TASK DESCRIPTION
Gather and copy every line in the records below that contains the word "positive".

::::

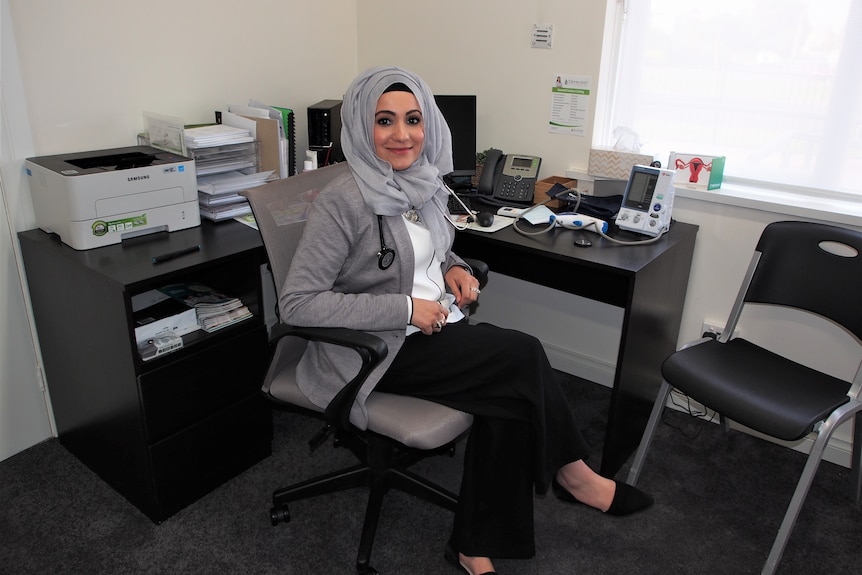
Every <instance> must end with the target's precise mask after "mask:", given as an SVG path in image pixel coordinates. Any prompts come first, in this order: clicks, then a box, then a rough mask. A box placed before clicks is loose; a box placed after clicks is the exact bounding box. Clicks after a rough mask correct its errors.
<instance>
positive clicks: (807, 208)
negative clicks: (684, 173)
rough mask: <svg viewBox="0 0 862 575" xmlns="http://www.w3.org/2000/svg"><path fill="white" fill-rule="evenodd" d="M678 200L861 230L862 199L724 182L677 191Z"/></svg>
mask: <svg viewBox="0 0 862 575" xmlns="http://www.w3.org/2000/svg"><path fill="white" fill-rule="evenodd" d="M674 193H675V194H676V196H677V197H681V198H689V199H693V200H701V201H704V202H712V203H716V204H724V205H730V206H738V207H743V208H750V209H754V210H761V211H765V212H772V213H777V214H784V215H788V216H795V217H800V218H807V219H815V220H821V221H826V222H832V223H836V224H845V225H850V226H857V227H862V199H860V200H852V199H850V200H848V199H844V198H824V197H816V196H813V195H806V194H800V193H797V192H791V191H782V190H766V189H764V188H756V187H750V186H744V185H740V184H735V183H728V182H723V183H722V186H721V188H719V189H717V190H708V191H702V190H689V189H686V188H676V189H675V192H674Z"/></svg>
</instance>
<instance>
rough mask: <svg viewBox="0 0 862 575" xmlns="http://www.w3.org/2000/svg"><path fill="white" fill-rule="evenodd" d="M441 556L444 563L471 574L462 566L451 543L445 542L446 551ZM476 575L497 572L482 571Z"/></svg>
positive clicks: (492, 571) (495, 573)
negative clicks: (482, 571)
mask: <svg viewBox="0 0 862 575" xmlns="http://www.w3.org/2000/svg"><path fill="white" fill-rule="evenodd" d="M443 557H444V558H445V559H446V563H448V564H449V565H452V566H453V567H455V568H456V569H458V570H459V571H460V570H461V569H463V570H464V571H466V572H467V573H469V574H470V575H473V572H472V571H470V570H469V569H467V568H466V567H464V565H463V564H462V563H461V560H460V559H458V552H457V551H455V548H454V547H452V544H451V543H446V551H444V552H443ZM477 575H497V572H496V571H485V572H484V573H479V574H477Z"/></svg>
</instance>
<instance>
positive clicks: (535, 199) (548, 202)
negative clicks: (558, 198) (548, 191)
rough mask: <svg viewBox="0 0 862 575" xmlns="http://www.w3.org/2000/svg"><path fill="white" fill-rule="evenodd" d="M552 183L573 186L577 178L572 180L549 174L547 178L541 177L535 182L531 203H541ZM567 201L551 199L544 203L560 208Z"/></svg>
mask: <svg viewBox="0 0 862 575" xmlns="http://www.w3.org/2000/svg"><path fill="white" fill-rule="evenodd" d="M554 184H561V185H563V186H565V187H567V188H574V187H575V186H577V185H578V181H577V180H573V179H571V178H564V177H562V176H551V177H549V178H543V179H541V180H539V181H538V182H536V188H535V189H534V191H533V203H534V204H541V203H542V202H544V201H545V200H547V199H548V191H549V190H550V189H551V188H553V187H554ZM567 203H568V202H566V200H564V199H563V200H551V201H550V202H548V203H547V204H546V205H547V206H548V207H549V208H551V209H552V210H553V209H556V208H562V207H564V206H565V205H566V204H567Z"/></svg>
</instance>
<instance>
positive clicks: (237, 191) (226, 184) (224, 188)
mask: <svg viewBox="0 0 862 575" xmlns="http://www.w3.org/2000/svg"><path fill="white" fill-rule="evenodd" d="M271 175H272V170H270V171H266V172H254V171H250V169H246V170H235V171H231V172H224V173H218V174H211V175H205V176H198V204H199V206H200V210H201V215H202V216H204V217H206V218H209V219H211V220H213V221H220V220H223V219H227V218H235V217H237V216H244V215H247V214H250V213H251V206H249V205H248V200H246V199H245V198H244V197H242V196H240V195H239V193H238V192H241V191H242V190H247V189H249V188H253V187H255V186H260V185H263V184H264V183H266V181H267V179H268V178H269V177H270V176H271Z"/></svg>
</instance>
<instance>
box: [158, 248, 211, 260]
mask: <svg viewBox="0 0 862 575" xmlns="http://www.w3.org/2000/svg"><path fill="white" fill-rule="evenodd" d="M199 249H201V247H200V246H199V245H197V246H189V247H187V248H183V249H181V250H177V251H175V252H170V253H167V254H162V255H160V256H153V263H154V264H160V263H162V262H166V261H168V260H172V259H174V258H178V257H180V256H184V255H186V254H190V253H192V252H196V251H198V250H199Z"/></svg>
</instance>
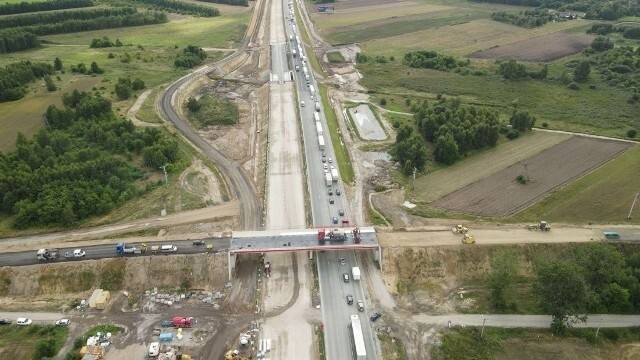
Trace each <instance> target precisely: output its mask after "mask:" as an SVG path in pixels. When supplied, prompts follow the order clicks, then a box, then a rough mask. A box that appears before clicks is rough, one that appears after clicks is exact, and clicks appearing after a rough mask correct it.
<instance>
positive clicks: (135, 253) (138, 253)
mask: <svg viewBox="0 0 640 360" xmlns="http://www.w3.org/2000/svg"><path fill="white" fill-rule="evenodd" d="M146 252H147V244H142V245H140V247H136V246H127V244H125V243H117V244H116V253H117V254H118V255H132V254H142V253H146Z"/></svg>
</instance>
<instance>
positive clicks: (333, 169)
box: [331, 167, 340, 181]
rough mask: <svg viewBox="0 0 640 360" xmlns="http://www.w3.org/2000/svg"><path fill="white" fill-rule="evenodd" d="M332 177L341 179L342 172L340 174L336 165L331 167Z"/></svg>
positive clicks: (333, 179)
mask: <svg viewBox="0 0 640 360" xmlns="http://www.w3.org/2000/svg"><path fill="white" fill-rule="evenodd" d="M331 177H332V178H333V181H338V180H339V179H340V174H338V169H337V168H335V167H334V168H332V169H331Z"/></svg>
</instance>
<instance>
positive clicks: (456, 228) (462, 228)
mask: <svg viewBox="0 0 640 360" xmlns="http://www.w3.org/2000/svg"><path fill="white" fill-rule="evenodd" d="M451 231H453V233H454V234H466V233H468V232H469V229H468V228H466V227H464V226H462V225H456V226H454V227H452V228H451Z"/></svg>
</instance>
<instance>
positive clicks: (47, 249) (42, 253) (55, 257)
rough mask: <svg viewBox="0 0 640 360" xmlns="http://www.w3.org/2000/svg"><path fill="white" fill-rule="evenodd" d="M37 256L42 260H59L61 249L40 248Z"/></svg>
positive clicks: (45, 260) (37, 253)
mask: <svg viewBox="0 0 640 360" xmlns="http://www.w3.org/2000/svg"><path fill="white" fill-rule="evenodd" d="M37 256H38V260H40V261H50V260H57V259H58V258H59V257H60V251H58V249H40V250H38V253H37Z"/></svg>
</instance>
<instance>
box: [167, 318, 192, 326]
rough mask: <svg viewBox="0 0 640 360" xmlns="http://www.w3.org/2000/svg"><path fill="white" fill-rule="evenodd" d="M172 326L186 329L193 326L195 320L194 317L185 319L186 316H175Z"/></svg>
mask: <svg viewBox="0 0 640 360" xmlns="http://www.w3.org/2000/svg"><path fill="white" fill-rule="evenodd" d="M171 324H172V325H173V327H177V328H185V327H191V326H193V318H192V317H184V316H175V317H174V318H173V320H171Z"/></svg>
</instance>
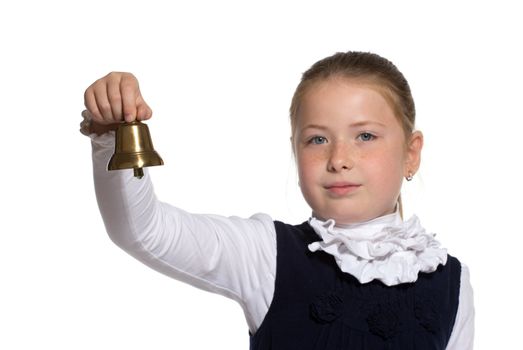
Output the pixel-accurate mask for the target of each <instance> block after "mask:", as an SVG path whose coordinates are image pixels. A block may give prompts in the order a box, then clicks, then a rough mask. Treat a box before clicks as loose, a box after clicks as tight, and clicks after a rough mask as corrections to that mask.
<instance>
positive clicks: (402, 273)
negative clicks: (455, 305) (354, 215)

::::

EXPECTED OUTPUT
positive clicks: (807, 208)
positive clicks: (492, 571) (495, 573)
positive clicks: (535, 199) (548, 202)
positive clicks: (237, 191) (226, 184) (224, 188)
positive clicks: (135, 253) (138, 253)
positive clicks: (333, 169)
positive clicks: (333, 179)
positive clicks: (456, 228) (462, 228)
positive clicks: (47, 249) (42, 253) (55, 257)
positive clicks: (45, 260) (37, 253)
positive clicks: (402, 273)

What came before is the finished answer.